# Your task
Below are some records; retype all of them exactly.

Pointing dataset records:
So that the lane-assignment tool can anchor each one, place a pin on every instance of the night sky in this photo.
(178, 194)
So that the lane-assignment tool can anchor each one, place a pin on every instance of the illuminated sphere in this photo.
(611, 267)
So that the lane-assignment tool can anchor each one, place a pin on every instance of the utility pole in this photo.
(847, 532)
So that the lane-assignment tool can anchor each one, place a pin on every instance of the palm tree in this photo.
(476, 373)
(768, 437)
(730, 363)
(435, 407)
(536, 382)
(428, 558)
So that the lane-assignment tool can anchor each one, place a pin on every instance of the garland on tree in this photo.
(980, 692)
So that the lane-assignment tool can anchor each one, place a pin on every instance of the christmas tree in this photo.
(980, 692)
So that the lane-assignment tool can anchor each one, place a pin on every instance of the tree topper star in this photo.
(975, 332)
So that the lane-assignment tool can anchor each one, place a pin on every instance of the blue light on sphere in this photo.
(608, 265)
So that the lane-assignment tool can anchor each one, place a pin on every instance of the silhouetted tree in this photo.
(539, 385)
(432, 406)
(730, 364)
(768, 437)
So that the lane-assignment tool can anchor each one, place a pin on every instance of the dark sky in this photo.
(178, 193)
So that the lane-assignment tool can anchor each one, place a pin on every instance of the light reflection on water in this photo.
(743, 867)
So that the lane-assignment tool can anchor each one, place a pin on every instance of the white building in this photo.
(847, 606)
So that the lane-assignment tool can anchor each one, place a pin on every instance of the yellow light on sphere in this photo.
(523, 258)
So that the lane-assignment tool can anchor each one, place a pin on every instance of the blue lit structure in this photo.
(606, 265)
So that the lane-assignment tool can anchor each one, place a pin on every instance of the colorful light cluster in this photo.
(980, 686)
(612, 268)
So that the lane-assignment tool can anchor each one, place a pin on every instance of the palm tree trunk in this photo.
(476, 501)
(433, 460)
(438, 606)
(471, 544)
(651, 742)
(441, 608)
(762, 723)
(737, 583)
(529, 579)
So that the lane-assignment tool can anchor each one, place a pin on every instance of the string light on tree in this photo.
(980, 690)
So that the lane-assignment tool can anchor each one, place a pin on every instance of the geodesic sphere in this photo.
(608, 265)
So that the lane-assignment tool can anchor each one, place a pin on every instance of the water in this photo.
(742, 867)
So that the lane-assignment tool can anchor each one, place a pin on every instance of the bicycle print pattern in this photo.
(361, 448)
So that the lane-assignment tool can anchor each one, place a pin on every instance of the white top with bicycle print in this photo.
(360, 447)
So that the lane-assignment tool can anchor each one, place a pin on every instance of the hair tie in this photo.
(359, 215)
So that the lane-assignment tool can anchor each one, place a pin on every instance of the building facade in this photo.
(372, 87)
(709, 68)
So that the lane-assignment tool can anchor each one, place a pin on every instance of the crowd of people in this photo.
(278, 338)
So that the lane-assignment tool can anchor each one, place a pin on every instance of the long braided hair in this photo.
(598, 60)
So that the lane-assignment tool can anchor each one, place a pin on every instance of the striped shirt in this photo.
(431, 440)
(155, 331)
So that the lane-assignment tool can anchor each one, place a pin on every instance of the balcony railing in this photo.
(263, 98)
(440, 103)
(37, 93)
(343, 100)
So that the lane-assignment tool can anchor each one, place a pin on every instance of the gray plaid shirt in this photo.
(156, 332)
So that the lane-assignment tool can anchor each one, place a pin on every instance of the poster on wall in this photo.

# Solution to this exercise
So that the lane-assignment tool can anchor each one, place a pin on every instance of the night sky in this photo.
(178, 194)
So that the lane-assignment tool can anchor each one, place a pin on every instance of the illuminated sphere in this photo.
(611, 267)
So that the lane-assignment tool can anchor each one, place a pin on every instance of the utility pole in this photo.
(847, 532)
So that the lane-assignment tool can anchor each one, place a pin on every instance of the palm tree in this photo.
(476, 373)
(768, 437)
(730, 363)
(435, 407)
(536, 382)
(428, 558)
So that the lane-assignment tool can anchor each one, place a pin on every instance of the garland on tree in this photo.
(980, 692)
So that the lane-assignment tool can anchor each one, place a pin on every instance of the christmas tree in this photo.
(980, 692)
So that the lane-assignment tool can anchor each one, place a pin on every instance of the tree topper star in this photo.
(975, 332)
So that the lane-assignment tool can anchor each one, place a pin on every instance of the blue light on sphere in this photo.
(608, 265)
So that the lane-assignment tool can anchor each one, place a pin on every instance of the silhouetted tree in this photo.
(539, 385)
(432, 406)
(730, 364)
(768, 437)
So that the lane-assignment tool can anchor each one, place a pin on every instance of the dark sky in this photo.
(178, 193)
So that the lane-assignment tool can anchor each one, place a pin on every instance of the light reflection on water in this photo.
(743, 867)
So that the lane-assignment tool can anchor each one, place a pin on every instance of the white building in this photo.
(847, 606)
So that the lane-assignment tool can anchor each one, place a pin on every instance of the yellow light on sphere in this photo.
(523, 258)
So that the lane-assignment tool can anchor each one, place a pin on every instance of the blue lit structure in this photo.
(606, 265)
So that the lane-assignment tool can anchor each one, place a pin on every instance of the colorful light cluster in this photo.
(980, 686)
(612, 268)
So that the lane-assignment tool can anchor each one, place a pin on every instance of the palm tree trunk in this photo.
(476, 501)
(433, 460)
(438, 606)
(471, 544)
(651, 742)
(441, 608)
(762, 723)
(737, 583)
(529, 579)
So that the lane-assignment tool can anchor each one, place a pin on every instance of the string light on tree in this photo.
(980, 690)
So that the lane-assignment tool can anchor each one, place a pin on every instance of the geodesic sphere in this photo.
(608, 265)
So that the lane-assignment tool can anchor each one, place a pin on every instance of the water in this photo.
(742, 867)
So that the lane-assignment tool can anchor each one, place a pin on every instance of the bicycle print pattern in this photo.
(361, 448)
So that the lane-assignment tool can anchor each one, place a pin on every instance of the white top with bicycle print in this photo.
(360, 447)
So that the lane-assignment tool can anchor each one, place a pin on every instance of the hair tie in this photo.
(359, 215)
So that the lane-assignment tool can anchor each one, place a pin on every instance of the building facade in this photo.
(372, 87)
(709, 68)
So that the lane-assignment tool can anchor each one, place a pin on every instance of the crowd of people in this photo.
(278, 338)
So that the lane-assignment tool can anchor each one, place a pin on every instance of the long braided hair in this photo.
(598, 60)
So that the lane-assignment tool can anchor each one, place a pin on every instance of the striped shirt in this photo.
(431, 440)
(155, 331)
So that the lane-assignment tool can anchor each one, place a pin on every instance of the balcony railing in this photo.
(263, 98)
(440, 103)
(37, 93)
(343, 100)
So that the lane-assignment tool can anchor each one, place a pin on every instance of the gray plaid shirt in this photo.
(156, 332)
So that the lane-assignment tool can anchor each one, place a pin on every instance of the poster on wall in this photo.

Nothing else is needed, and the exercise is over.